Given problem: Count the lines in the records below that contain the word "green", treating case as significant. Reply with the number alone.

Photo-based point labeling data
>> begin

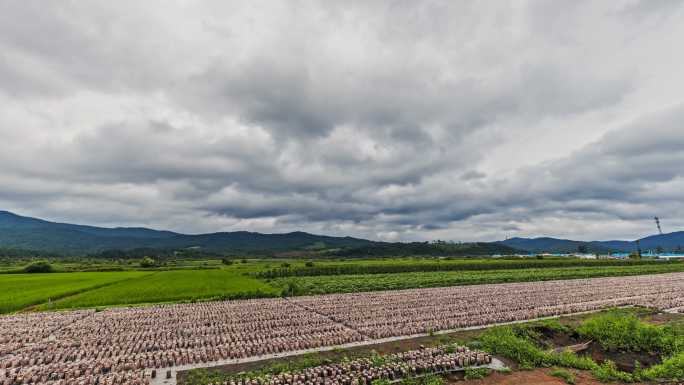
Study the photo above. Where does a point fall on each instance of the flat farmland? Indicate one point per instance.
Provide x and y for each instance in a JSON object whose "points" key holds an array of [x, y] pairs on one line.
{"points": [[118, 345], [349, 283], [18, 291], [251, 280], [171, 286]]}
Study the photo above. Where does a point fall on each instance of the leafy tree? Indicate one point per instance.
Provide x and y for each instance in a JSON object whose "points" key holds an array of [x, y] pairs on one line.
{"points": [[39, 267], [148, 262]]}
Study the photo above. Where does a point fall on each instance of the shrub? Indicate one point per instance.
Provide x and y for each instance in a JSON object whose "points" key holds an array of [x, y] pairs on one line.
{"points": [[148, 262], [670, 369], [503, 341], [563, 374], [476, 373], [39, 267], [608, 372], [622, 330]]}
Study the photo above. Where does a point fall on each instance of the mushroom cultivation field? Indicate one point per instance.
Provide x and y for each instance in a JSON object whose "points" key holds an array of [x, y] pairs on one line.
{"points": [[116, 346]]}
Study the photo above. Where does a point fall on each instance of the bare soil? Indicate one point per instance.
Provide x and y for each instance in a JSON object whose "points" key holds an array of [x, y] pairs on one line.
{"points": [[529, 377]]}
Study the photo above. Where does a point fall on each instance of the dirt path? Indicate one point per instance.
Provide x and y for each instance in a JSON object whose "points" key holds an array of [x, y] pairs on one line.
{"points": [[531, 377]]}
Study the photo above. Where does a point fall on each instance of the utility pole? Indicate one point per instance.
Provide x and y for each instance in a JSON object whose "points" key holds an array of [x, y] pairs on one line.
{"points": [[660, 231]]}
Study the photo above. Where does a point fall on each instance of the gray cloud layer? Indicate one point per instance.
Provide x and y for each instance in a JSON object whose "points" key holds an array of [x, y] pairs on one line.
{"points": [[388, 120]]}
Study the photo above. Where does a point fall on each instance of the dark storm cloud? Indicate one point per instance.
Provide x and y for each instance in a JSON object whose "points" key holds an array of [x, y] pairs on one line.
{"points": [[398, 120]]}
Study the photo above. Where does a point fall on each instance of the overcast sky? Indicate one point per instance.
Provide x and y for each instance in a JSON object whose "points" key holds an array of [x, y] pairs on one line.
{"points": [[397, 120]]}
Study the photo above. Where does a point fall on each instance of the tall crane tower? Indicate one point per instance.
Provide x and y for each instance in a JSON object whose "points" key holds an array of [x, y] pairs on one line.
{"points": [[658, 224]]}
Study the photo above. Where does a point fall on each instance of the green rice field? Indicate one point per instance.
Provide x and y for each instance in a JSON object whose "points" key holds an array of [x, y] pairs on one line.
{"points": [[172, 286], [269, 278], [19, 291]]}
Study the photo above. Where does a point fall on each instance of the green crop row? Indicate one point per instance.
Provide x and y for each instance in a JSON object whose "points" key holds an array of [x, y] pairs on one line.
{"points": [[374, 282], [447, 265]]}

>> end
>> begin

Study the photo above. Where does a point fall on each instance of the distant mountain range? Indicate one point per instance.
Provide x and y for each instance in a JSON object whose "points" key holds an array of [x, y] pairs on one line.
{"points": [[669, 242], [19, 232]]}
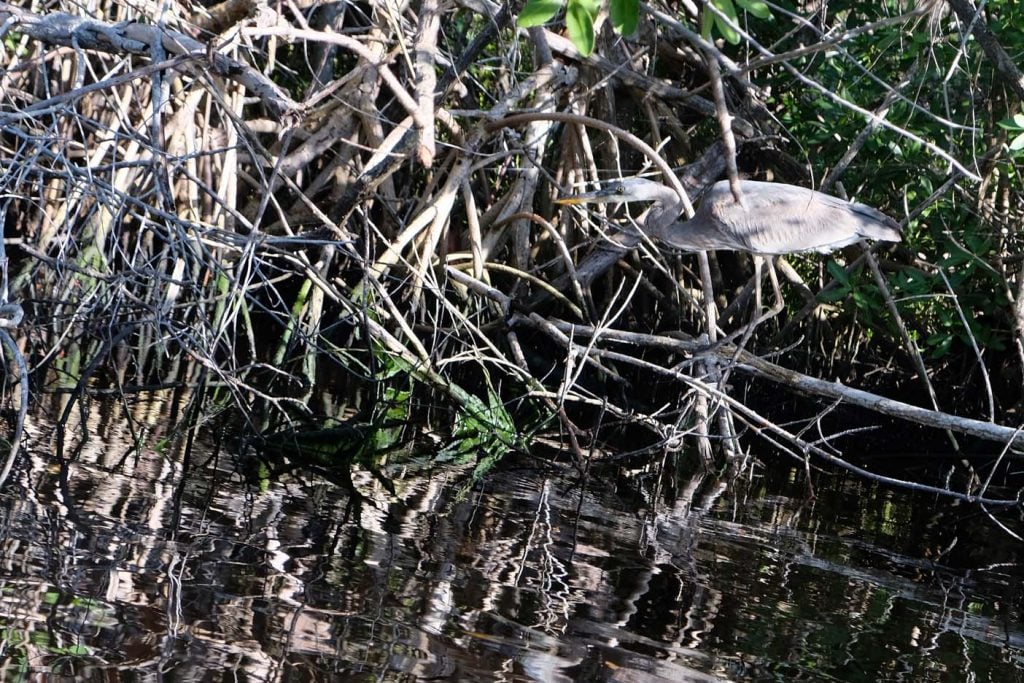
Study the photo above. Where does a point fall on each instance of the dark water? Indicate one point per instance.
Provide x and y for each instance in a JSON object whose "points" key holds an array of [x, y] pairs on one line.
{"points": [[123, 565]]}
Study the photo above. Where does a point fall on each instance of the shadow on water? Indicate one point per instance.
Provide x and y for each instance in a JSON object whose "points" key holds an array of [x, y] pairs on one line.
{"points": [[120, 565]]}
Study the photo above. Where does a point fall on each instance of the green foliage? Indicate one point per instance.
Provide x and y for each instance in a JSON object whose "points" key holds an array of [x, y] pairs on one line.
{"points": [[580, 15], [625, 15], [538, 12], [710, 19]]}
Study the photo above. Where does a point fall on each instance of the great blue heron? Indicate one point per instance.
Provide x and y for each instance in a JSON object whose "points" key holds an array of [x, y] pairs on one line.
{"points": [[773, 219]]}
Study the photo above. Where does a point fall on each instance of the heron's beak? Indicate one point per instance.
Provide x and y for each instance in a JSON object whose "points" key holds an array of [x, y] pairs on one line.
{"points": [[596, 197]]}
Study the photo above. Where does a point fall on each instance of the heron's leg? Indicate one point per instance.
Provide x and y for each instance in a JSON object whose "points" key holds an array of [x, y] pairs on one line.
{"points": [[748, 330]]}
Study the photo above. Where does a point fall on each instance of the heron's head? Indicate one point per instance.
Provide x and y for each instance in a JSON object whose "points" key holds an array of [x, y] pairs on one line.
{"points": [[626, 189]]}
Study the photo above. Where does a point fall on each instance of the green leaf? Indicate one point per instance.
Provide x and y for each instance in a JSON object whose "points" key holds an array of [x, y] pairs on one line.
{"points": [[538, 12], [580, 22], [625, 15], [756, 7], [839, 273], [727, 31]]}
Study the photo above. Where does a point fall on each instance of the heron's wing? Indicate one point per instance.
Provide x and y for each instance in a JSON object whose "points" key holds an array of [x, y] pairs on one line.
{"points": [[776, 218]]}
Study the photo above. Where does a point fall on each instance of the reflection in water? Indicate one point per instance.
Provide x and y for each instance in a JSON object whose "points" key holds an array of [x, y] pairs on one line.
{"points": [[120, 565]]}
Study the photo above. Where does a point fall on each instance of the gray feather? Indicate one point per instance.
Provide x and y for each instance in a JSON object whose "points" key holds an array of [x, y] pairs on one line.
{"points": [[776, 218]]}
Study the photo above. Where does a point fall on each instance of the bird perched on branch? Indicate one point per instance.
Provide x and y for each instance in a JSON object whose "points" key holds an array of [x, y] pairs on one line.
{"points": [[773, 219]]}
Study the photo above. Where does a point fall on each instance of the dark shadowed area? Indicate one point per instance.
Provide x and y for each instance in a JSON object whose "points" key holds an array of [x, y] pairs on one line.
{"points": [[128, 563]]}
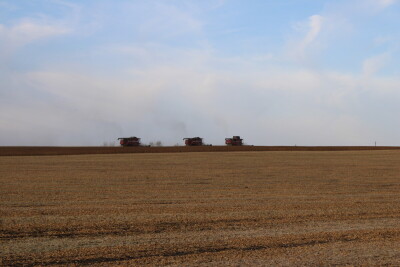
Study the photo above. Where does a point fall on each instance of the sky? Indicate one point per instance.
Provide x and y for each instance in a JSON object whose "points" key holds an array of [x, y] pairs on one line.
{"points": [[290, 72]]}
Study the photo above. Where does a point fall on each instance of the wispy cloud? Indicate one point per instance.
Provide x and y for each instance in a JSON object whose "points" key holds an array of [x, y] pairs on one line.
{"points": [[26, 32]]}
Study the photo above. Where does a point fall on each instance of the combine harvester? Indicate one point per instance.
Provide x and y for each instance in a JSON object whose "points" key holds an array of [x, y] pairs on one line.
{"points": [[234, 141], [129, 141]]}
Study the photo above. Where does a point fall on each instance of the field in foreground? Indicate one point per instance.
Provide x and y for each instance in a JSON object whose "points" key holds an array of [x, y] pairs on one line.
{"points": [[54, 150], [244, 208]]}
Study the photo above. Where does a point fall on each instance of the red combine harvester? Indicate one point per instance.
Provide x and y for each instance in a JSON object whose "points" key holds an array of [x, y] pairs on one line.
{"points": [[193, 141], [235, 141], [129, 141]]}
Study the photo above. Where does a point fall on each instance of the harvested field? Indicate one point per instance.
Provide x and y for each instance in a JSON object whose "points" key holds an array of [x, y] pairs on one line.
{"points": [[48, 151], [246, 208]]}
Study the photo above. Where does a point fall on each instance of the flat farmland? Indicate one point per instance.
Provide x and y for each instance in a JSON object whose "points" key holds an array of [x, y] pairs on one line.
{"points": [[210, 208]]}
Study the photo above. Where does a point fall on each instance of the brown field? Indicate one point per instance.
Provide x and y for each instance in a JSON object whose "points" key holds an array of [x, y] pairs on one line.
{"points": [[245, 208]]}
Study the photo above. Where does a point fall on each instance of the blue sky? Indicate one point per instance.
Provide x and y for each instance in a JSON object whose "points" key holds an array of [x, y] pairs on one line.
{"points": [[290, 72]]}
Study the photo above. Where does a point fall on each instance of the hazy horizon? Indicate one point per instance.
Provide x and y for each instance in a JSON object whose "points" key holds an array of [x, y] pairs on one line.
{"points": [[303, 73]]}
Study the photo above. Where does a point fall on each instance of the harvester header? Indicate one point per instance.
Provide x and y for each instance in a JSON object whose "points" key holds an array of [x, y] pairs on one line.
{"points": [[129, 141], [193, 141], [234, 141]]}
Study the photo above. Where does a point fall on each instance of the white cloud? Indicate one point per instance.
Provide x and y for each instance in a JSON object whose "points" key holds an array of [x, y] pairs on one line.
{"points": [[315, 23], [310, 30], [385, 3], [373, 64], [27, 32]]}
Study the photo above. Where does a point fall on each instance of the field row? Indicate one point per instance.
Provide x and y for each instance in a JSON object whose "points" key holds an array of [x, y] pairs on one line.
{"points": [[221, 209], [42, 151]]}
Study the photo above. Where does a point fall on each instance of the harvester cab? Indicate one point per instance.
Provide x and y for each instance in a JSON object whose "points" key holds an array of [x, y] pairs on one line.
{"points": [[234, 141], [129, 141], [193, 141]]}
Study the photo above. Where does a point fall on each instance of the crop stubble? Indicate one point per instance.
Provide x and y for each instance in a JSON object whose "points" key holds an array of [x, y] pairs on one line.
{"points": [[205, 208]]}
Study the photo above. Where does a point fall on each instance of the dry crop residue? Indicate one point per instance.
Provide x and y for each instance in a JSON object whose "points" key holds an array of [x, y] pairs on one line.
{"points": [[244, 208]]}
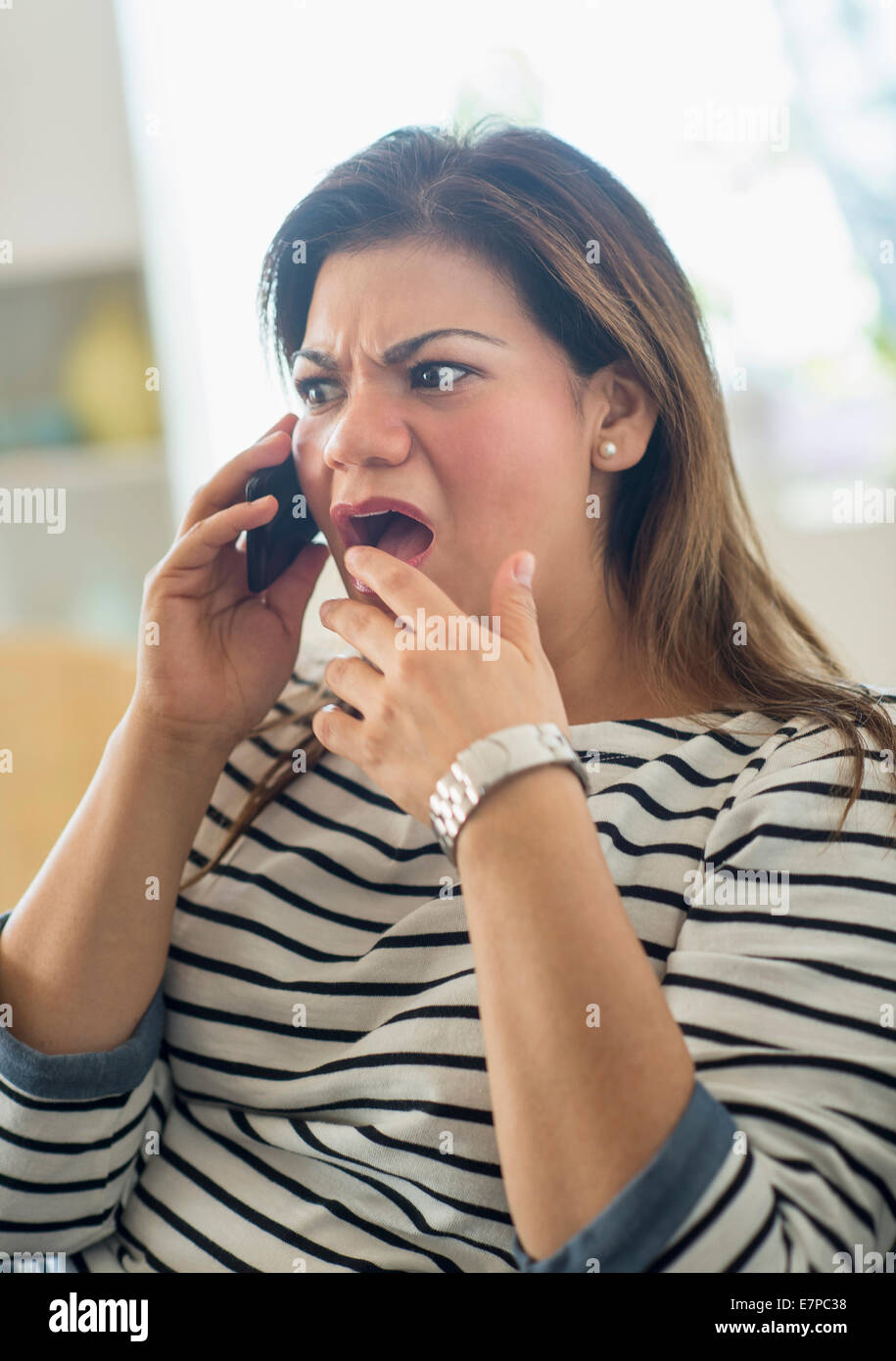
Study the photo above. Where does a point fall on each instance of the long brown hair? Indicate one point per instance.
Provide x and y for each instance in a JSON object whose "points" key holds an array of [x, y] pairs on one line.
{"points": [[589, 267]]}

>> end

Worked solution: 4